(Region pointing data)
○ ○ ○

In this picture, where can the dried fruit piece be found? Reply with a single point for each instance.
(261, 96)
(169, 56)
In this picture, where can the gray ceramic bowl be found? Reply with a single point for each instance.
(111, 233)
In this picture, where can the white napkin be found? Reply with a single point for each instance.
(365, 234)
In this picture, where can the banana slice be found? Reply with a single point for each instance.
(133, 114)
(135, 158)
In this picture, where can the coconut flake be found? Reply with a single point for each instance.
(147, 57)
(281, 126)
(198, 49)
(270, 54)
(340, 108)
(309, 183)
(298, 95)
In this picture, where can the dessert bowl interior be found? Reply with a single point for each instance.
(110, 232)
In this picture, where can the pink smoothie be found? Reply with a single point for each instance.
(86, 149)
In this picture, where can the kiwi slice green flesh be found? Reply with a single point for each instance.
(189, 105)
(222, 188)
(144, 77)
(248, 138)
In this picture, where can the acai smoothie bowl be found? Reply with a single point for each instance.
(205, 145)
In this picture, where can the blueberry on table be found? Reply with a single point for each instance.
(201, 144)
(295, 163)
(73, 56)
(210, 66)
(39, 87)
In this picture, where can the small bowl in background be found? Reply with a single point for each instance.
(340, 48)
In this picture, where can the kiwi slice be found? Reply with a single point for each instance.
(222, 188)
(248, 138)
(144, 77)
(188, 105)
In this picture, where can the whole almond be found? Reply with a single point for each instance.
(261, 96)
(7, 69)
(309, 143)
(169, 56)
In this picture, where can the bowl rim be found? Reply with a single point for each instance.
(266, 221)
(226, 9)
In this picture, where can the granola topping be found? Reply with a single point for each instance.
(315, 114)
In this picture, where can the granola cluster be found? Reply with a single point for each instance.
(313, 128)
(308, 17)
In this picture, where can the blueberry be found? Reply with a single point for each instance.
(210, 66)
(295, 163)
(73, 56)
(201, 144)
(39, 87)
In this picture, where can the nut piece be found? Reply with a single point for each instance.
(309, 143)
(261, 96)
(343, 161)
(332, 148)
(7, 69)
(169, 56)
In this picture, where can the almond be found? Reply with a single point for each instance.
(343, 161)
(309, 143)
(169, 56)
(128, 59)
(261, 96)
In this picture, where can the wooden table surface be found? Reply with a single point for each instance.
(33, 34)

○ ○ ○

- [Description of the task] Could you quote, exactly as they appear, the line containing "In this picture, where can the pink" and every line after it to the end of the records above?

- [Task response]
In this picture, where can the pink smoothie be found? Reply with a single point for each instance.
(86, 149)
In this picture, where can the kiwi slice green flesh be found? Reply with a single point for each instance.
(189, 105)
(222, 188)
(144, 77)
(248, 138)
In this picture, where can the acai smoothie bowl be found? Reply with a single point for each instance.
(205, 145)
In this picture, where can the blueberry on table be found? Reply with a single point for each instance.
(201, 144)
(295, 163)
(73, 56)
(210, 66)
(39, 87)
In this picture, where can the small bowl in background be found? Reply with a single point for each instance.
(340, 48)
In this picture, where can the kiwi slice be found? Reply with a single point for each instance.
(222, 188)
(248, 138)
(144, 77)
(188, 105)
In this picture, where can the whole almond be found? Reply with a single point for each instance.
(261, 96)
(7, 69)
(309, 143)
(169, 56)
In this picture, where can the bowl rim be found? Reply with a single point for each instance.
(266, 221)
(226, 9)
In this picture, where can the granola topping be found? Reply with a single point for each instance.
(315, 114)
In this picture, where can the granola cluster be found? Reply with a single point for each instance.
(313, 128)
(308, 17)
In this picture, where can the blueberry be found? Reply with a single point for each instance.
(210, 66)
(295, 163)
(73, 56)
(201, 144)
(39, 87)
In this picture, where can the nut piece be found? Reply with a single point for each instance.
(309, 143)
(261, 96)
(343, 161)
(332, 148)
(7, 69)
(169, 56)
In this picture, where can the almond be found? Reply with a single point for each instance.
(343, 161)
(309, 143)
(169, 56)
(128, 59)
(261, 96)
In this picture, where can the wooden table surface be found? Reply with a single point for each instance.
(33, 34)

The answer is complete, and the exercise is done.